## ИСХОДНЫЙ ТЕКСТ
Я чувствую его прикосновенье.
Это было похоже на японское хокку. Хокку они сочиняли в прошлом году пачками и поэтому скромная проба имела успех. Последовало несколько проб-импровизаций, среди которых были ничего себе. Кой у кого прихрамывал размер, но тут же на это обращали внимание и тут же исправляли погрешности.
Потом я переменил тему: обед в институтском буфете. Тема была гораздо актуальнее предыдущей и не так банальна. Начал изголодавшийся за сессию артист:
Пойдем в буфет, в подвальчик наш заветный
И перекусим тем, что бог пошлет:
Съедим супец и две котлетки хлебных,
Хлебнем стаканчик жидкого чайкю.
Артиста немедленно сменил режиссер — захотел показать артистам приличный класс:
С мечтой заветной и пустым желудком
Спускаюсь я, дрожа от вожделенья,
По лесенке крутой в подвал святой.
Кружит мне голову знакомый запах
Щей разогретых, кислых шницелей.
Компота винный дух — из сухофруктов —
Меня привычной крепостью пьянит…
Я бросаю ему подсказку: завершайте, как Шекспир, — рифмованным двустишьем, и наш поэт, подмигнув мне и попаузив с секунду, закругляется:
В витрине бутербродная краса…
Но ему не дают закончить, кто-то из актеров не выдерживает и восторженно декламирует с места:
Крутые яйца, сыр и колбаса.
Однако гордый режиссер отталкивает чужой вариант и, исходя лиризмом, ставит жирную точку:
И очереди хвост — на полчаса.
Так развлекались мы и незаметно для нас самих входили в мир стиха. Мы привыкали к стихотворной форме при выражении чувств своих и дум. В игре, в забавах глупых постепенно поэзия для нас соединялась с веселой шуткой, с юмором, с насмешкой, с издевкою веселой над собой.

## УПРАЖНЕНИЯ
1 > Ответьте на вопросы по отрывку о стихотворных импровизациях.
(a) На какой жанр было похоже первое трехстишие?
(b) Кто первым начал импровизацию на тему обеда в институтском буфете?
(c) Какой строкой режиссер поставил точку в своем стихотворении?
2 > Продолжите отрывок о стихотворных импровизациях сразу после его последнего предложения.

## СОДЕРЖАНИЕ НАБОРА ДАННЫХ
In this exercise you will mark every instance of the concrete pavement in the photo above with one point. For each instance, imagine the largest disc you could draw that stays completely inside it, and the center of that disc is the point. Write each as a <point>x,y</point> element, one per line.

## ОТВЕТЫ
1 >
(a) На японское хокку.
(b) Изголодавшийся за сессию артист.
(c) «И очереди хвост — на полчаса».

2 >
Внутри стиха просторней как-то стало, свободней и вольней, как в новом доме, где шалые гуляют сквозняки, и декламационные котурны отбросив за ненадобностью, мы ступали босиком по половицам шекспировских божественных стихов.
Спик ват ви фил нот ват ви от ту сэй.
Все это и для нас самих было ново и непривычно. Мы ежились, нас знобило от неожиданной свежести. Мы все приучены были к другому. Над нами довлел долголетний предрассудок непременной чистоты жанра: уж если трагедия, то трагедия тотальная. Приступая 30 лет назад к репетициям «Короля Лира», А. Д. Попов с колоссальной заразительностью развертывал перед нами космическую катастрофу начала этой трагедии: зловеще гудит вековой лес. Во мраке непроглядной ночи скачут со всех сторон к королевскому замку вооруженные до зубов всадники. Стучат копыта. Летят комья дорожной грязи. Падают и бьются в последних судорогах загнанные кони. Бьются на ветру пламенна апокалиптических факелов. Угрюмо и мрачно сверкают глаза. Корячится и выворачивается на дыбе творчества наш учитель. Большой и угловатый человек содрогается в муках, подыскивая точное слово — он пытается определить первое событие пьесы:
— Внезапно… среди ночи… по тревоге!.. Созвал весь свой двор… Король Лир… вот! вот! — вызов по тревоге…
И конечно Геныч писал превосходные стихи, некоторые из них у меня сохранились, их можно посмотреть у нас на сайте. Его ученики тоже заразились этим делом. Большинство моих ранних стихов пропали при очередной мною утере своей сумки. Что-то удалось припомнить, и все они вместе с уцелевшими обрели псевдоним одного из персонажей некоей словесной свалки, оформившейся в некую же нетленку и попали туда в виде приложения. Правда, видимо под влиянием общения с Михалычем, спустя почти сорок лет, надысь вспомнилось еще одно, вспомнилось неожиданно: буквально минуту назад еле вспоминался сам факт существования когда-то этого стихотворения: и вдруг:
Пляж
Жерлом микрофонным
вырос горизонт.
Зазвенел резонный
поднебесный зонт.
Словно бы у жабы
лоб. А солнце так же
обнимает жадно,
оглушает, тащит
в опромерть безмыслья,
в опьяненье лжи,
пеленой размытой
покрывает жизнь.
И забыты напрочь,
с каждым днем седей
бедные и слабые
усталые семь дней
Смутно вспоминается, что эта зарисовка порождена воспоминанием о том, как мы с друзьями — точно помню, что там был Троха, кто еще не помню — ездили в жаркий летний день, был выходной, на Пироговское водохранилище и пили вино «Чашма». И еще — что неожиданно встретил Наташу, с которой встретился в следующий раз чуть ли не через десять лет, следствием чего была наша женитьба и появление на свет Данилы. А тогда она с друзьями занималась там виндсерфингом [добавлено весной 2007].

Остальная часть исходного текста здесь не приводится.